» Problem details
Can you reproduce the records below verbatim, from their very first line through the line containing "column 46, row 501"?

— BEGIN Given information —

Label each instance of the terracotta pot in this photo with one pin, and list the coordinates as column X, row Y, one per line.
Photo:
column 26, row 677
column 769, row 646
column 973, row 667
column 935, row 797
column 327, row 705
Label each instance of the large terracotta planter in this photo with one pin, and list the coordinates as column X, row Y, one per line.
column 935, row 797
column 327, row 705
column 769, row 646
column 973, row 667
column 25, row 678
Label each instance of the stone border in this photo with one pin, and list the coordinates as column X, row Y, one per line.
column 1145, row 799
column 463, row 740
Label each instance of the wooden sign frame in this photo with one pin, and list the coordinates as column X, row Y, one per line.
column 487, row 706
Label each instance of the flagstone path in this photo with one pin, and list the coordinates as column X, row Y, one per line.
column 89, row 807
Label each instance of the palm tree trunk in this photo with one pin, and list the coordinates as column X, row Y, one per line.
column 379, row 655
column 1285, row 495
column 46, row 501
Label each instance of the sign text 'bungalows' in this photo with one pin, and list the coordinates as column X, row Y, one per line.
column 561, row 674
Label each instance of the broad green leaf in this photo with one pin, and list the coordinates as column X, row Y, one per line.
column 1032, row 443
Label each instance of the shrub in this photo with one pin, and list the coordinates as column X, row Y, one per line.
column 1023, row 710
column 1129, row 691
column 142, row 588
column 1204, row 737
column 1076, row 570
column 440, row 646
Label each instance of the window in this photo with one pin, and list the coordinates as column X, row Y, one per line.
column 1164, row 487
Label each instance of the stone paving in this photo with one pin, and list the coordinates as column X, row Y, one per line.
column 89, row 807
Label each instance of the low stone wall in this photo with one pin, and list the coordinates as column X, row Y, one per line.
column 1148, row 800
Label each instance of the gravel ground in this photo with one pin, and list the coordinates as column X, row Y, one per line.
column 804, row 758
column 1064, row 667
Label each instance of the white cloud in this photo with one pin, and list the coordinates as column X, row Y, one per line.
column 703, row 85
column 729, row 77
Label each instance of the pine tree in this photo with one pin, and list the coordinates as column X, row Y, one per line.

— END Given information —

» Task answer
Label each instance of the terracotta pot in this photo with one pin, and list the coordinates as column X, row Y, one per line.
Photo:
column 26, row 677
column 769, row 646
column 973, row 667
column 935, row 797
column 327, row 705
Label each instance of the large terracotta planter in this photo with one pin, and list the coordinates as column X, row Y, one per line.
column 935, row 797
column 327, row 705
column 769, row 646
column 973, row 667
column 25, row 678
Label each instance of the stone border in this photo with one pin, and list the coordinates as column X, row Y, one per line.
column 1145, row 799
column 463, row 740
Label each instance of the wooden sign frame in this photo with one pin, and list the coordinates as column X, row Y, one per line.
column 487, row 706
Label each instance of the flagstone path in this photo with one pin, and list the coordinates as column X, row Y, one per line.
column 89, row 807
Label each instance of the palm tree trunk in this photo with one pin, and list the coordinates as column X, row Y, one per line.
column 379, row 655
column 1285, row 495
column 46, row 501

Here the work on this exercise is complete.